§ Work to complete: Every record should be restated exactly, with no images included.

§ Extracted data:
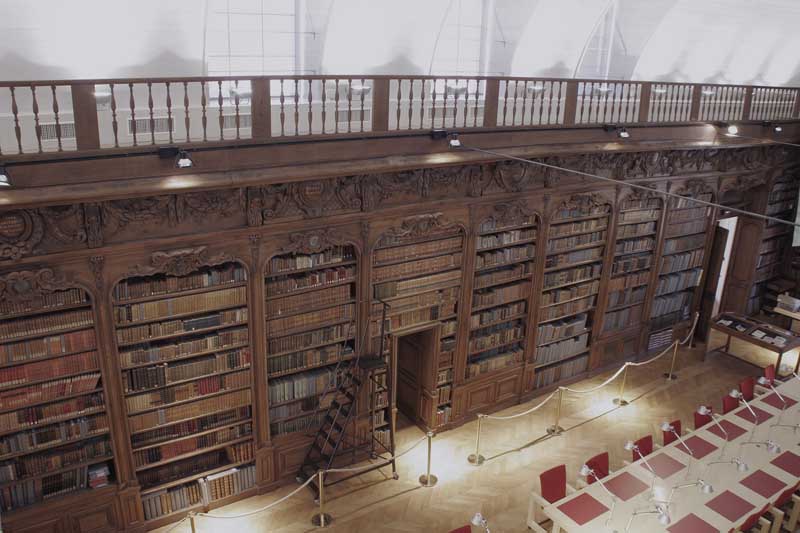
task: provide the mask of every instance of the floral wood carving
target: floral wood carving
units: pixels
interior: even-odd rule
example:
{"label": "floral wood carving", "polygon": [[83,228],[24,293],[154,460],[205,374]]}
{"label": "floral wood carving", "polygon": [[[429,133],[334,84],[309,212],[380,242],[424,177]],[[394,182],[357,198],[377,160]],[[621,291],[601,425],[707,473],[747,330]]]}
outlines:
{"label": "floral wood carving", "polygon": [[186,219],[199,222],[210,216],[227,217],[243,207],[245,196],[242,189],[194,192],[175,197],[175,217],[179,222]]}
{"label": "floral wood carving", "polygon": [[687,180],[682,187],[675,191],[675,194],[691,196],[692,198],[709,193],[713,194],[714,189],[705,180],[699,178]]}
{"label": "floral wood carving", "polygon": [[525,202],[514,200],[496,204],[487,221],[494,222],[497,226],[510,226],[512,224],[525,224],[526,220],[534,219],[531,223],[535,224],[536,217],[537,213],[529,209]]}
{"label": "floral wood carving", "polygon": [[649,190],[634,188],[631,191],[623,196],[620,200],[621,203],[624,202],[639,202],[642,200],[653,200],[653,199],[663,199],[664,194],[659,192],[656,188],[655,184],[652,183],[643,183],[641,184],[642,187],[647,187]]}
{"label": "floral wood carving", "polygon": [[289,244],[281,249],[281,253],[316,254],[344,244],[344,240],[330,230],[304,231],[290,234]]}
{"label": "floral wood carving", "polygon": [[92,270],[94,276],[94,286],[97,287],[101,293],[103,292],[103,269],[105,268],[106,258],[102,255],[93,255],[89,258],[89,268]]}
{"label": "floral wood carving", "polygon": [[86,242],[83,211],[80,204],[42,207],[39,214],[47,224],[47,234],[65,244]]}
{"label": "floral wood carving", "polygon": [[83,226],[89,248],[103,246],[103,209],[100,204],[83,204]]}
{"label": "floral wood carving", "polygon": [[138,265],[130,269],[132,276],[150,276],[167,274],[168,276],[185,276],[205,266],[221,265],[233,261],[233,257],[220,253],[208,255],[205,246],[183,248],[168,252],[153,252],[150,255],[150,266]]}
{"label": "floral wood carving", "polygon": [[454,222],[448,222],[442,213],[433,213],[430,215],[417,215],[403,219],[400,226],[388,229],[378,240],[378,244],[382,241],[392,241],[401,238],[418,238],[427,237],[429,235],[439,233],[457,233],[461,230],[461,226]]}
{"label": "floral wood carving", "polygon": [[0,274],[0,301],[22,304],[36,301],[55,291],[78,287],[50,268],[19,270]]}
{"label": "floral wood carving", "polygon": [[18,209],[0,213],[0,261],[30,255],[43,236],[44,223],[37,211]]}
{"label": "floral wood carving", "polygon": [[556,208],[557,211],[563,209],[578,209],[587,213],[608,213],[611,211],[611,204],[599,194],[574,194]]}
{"label": "floral wood carving", "polygon": [[745,192],[760,185],[767,184],[767,176],[764,172],[751,174],[749,176],[736,176],[735,178],[724,178],[720,185],[719,192],[724,194],[729,191]]}

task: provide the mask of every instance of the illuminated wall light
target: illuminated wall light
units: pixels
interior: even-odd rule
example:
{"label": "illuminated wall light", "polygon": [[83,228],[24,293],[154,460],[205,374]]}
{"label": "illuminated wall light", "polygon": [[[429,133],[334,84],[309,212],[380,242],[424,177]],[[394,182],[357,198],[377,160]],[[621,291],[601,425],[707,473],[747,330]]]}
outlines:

§ Exercise response:
task: provide the mask of every instance of the floral wood carving
target: floral wood carving
units: pixels
interior: even-odd rule
example:
{"label": "floral wood carving", "polygon": [[83,228],[24,293],[154,460],[205,374]]}
{"label": "floral wood carving", "polygon": [[[429,133],[334,84],[309,212],[380,242],[424,177]],[[394,182],[357,198],[377,160]],[[621,291],[601,425],[707,473],[747,330]]]}
outlines:
{"label": "floral wood carving", "polygon": [[186,219],[199,222],[210,216],[227,217],[243,207],[245,196],[242,189],[194,192],[175,197],[175,217],[179,222]]}
{"label": "floral wood carving", "polygon": [[687,180],[682,187],[675,191],[675,194],[691,196],[692,198],[709,193],[713,194],[714,189],[705,180],[699,178]]}
{"label": "floral wood carving", "polygon": [[525,202],[514,200],[496,204],[487,221],[494,222],[497,226],[510,226],[512,224],[525,224],[526,220],[534,219],[531,223],[535,224],[536,217],[537,213],[529,209]]}
{"label": "floral wood carving", "polygon": [[649,190],[634,188],[631,191],[623,196],[620,200],[621,203],[624,202],[639,202],[642,200],[653,200],[653,199],[663,199],[664,194],[659,192],[656,188],[655,184],[652,183],[643,183],[641,184],[642,187],[647,187]]}
{"label": "floral wood carving", "polygon": [[289,244],[281,249],[281,253],[316,254],[344,244],[344,240],[330,230],[304,231],[290,234]]}
{"label": "floral wood carving", "polygon": [[92,270],[94,276],[94,286],[97,287],[101,293],[103,292],[103,269],[105,268],[106,258],[102,255],[93,255],[89,258],[89,268]]}
{"label": "floral wood carving", "polygon": [[86,242],[83,211],[80,204],[42,207],[39,214],[47,224],[47,234],[65,244]]}
{"label": "floral wood carving", "polygon": [[83,226],[89,248],[103,246],[103,209],[100,204],[83,204]]}
{"label": "floral wood carving", "polygon": [[138,265],[130,269],[132,276],[150,276],[167,274],[168,276],[185,276],[205,266],[221,265],[233,261],[233,257],[220,253],[208,255],[205,246],[183,248],[168,252],[153,252],[150,255],[150,266]]}
{"label": "floral wood carving", "polygon": [[454,222],[448,222],[442,213],[433,213],[430,215],[417,215],[403,219],[400,226],[388,229],[378,240],[378,244],[382,241],[392,241],[401,238],[418,238],[427,237],[429,235],[439,233],[457,233],[461,230],[461,226]]}
{"label": "floral wood carving", "polygon": [[0,274],[0,301],[22,304],[36,301],[55,291],[78,287],[50,268],[19,270]]}
{"label": "floral wood carving", "polygon": [[18,209],[0,213],[0,261],[30,255],[43,236],[44,223],[37,211]]}
{"label": "floral wood carving", "polygon": [[556,208],[557,211],[563,209],[578,209],[587,213],[608,213],[611,211],[611,204],[599,194],[574,194]]}
{"label": "floral wood carving", "polygon": [[745,192],[760,185],[767,184],[767,176],[764,172],[751,174],[749,176],[736,176],[735,178],[724,178],[720,185],[719,192],[724,194],[729,191]]}

task: provide the mask of every instance of the illuminated wall light
target: illuminated wall light
units: pixels
interior: even-odd rule
example:
{"label": "illuminated wall light", "polygon": [[83,228],[24,293],[154,460],[205,374]]}
{"label": "illuminated wall light", "polygon": [[[429,133],[334,84],[309,212],[380,242],[424,177]],[[394,182],[357,198],[377,160]],[[621,291],[601,425],[707,473],[747,330]]]}
outlines:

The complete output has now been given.